これが大企業での取り組みとなれば、安定した現状に対するぬるま湯意識を捨て去り、敢えて探索領域へと踏み出していくという点において、さらなる従業員の意識の持ち様が問われることになるでしょう。言うまでもなくそこには、挑戦する個人だけではなく、会社組織からの支援が必要不可欠となるはずです。

今回は、長きにわたり積層セラミックコンデンサの業界トップとして高い利益率を維持してきた日本屈指の優良企業、株式会社村田製作所の執行役員で技術・事業開発本部 事業インキュベーションセンター センター長の安藤正道氏にご登場いただき、研究開発に関わるこれまでのキャリアと、会社における新規事業創出の取り組みについて詳しく伺いました。

世界初となる多重モード誘電体共振器を使用した携帯電話の基地局用フィルターの実用化

大橋:安藤さんには、弊社が開催する「BtoBマーケティングフォーラム」へもご登壇いただき、そのパワフルなご活躍ぶりにはいつも感服させられております。改めて村田製作所に入社されてからのご経歴を教えてください。

安藤:バブル期真っ只中の1988年に村田製作所へ入社しました。正直、当時の私は村田製作所のことをあまりよく知らなかったのですが、友人からの勧めもありそれじゃあ入ってみようかと。この決断が今となってはとてもラッキーだったわけです。

当時は携帯電話がまだ普及しておらず、各メーカーがこぞって技術開発をしていた時代でした。そんな中、私は高周波デバイスの開発部門に配属され、世界で初めての技術である多重モード誘電体共振器を使って携帯電話の基地局用マイクロ波フィルターの開発に成功し、この事業化を行いました。

株式会社村田製作所 執行役員 技術・事業開発本部 事業インキュベーションセンター長 安藤 正道 氏

大橋:当時、まだ誰も実現したことのなかった多重モード誘電体共振器を使用したマイクロ波フィルターの開発を、たった1人でチャレンジされたのですか。

安藤:そうなんです。どうやら先輩たちも「そんなものできるわけない」と避けて通ってきた道だったようで(苦笑)。でもそれなら俺がやってやろうと、入社二年目の私はむしろ発奮したんです。結果的に約一年間で、社内では机上の空論と言われていたこの技術を具現化し最初の試作品を作ることに成功しました。

ポイントラベリングセットの記録
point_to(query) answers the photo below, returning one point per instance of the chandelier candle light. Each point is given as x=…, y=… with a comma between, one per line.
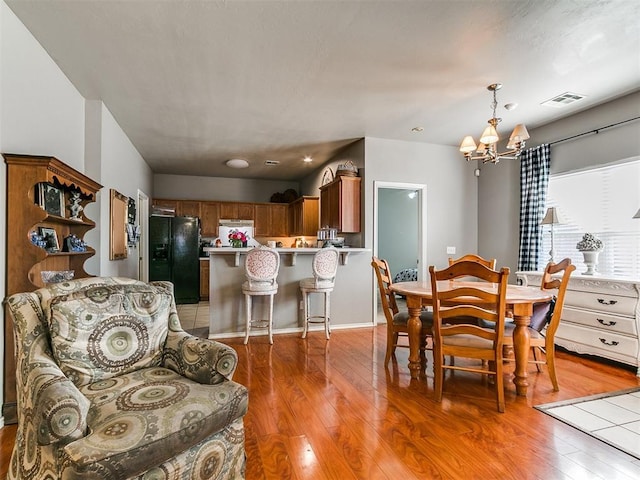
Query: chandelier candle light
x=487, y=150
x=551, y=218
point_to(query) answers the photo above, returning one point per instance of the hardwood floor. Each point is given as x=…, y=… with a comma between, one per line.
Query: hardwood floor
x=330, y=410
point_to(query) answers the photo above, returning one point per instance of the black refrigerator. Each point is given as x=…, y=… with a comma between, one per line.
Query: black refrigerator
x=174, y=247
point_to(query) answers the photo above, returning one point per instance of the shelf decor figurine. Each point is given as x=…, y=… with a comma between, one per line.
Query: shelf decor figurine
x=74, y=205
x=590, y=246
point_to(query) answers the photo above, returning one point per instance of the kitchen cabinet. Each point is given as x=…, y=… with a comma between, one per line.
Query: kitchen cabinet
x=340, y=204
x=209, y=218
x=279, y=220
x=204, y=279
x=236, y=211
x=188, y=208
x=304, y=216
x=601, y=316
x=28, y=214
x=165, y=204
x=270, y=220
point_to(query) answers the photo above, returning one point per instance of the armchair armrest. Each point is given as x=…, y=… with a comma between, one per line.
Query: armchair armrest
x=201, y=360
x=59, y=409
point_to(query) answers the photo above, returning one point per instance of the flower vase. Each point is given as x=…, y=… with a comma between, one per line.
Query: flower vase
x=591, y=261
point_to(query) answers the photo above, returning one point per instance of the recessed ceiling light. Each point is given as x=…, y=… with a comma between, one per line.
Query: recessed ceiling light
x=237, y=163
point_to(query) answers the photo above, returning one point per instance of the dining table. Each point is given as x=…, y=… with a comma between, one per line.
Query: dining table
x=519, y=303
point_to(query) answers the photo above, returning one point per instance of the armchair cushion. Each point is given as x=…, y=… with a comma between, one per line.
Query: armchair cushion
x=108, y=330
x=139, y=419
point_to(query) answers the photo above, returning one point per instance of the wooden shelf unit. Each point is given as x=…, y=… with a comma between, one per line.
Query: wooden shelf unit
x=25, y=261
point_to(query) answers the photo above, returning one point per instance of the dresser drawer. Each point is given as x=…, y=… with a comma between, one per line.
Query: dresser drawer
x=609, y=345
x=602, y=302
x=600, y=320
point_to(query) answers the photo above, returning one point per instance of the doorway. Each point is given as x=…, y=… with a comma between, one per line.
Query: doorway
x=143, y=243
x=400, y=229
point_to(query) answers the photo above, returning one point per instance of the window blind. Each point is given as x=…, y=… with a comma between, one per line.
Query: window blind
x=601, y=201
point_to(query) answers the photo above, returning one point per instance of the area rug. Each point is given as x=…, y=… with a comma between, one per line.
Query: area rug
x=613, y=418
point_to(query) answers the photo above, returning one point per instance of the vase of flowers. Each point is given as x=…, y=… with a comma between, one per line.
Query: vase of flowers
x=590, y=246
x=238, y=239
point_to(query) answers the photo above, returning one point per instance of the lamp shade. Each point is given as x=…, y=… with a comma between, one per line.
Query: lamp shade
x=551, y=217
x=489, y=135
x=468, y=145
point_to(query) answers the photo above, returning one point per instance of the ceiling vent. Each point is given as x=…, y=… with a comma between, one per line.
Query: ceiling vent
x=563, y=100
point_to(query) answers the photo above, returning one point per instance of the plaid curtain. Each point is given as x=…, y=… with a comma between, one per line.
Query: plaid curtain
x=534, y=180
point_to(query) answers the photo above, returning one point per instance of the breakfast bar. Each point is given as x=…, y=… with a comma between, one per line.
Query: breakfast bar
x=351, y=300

演習課題
村田製作所へのインタビュー記事の続きを、最後の文の後から書き進めてください。 これらの項目は、村田製作所へのインタビュー記事とは関係がありません。

演習解答
当時このフィルターは世界最小で、これが日本の大手電気通信事業者に採用されたことで、村田での基地局フィルター事業はどんどん大きくなっていきました。私はその後も開発現場のリーダーの立場で、新規開発、その試作品づくりや顧客折衝、工場の立ち上げなど、17年間に渡ってこの事業に関わることになりました。

大橋:自社の持っている技術を出発点に、新しいものを生み出す。それが安藤さんのキャリアにおける第1フェーズだったのですね。

安藤:そうですね。しかし、携帯電話が世界的に普及し始めると状況が徐々に変化しました。利用周波数が高周波化し扱う電波の波長が短くなると必然的にフィルターサイズが小さくなります。我々の製品は小型高性能が売りでしたが、大きさでのメリットが次第に失われ他社製品との差別化が難しくなりました。結果的にコスト競争に巻き込まれ、それになんとか持ちこたえようと新技術の開発を含め馬車馬のように働いた結果、身体をこわして2004年に出勤停止の扱いとなってしまったんです。

当時は、家に帰ると測定器もハンダゴテもない、それが私にはむしろ強烈にストレスで、「こんなふうに悩んでいるくらいなら会社へ行ってしまおう」と朝の3時に出社したり……。そんな変な様子を見ていた周囲からの連絡もあり、医務室に呼び出されて診察を受けたところドクターストップがかかったということです。精神的にも内科的にも結構ボロボロでした。その後半年の休職期間を経て、知的財産部へ異動することになりました。

大橋:仕事を休んでいる間はどんな心境だったのですか?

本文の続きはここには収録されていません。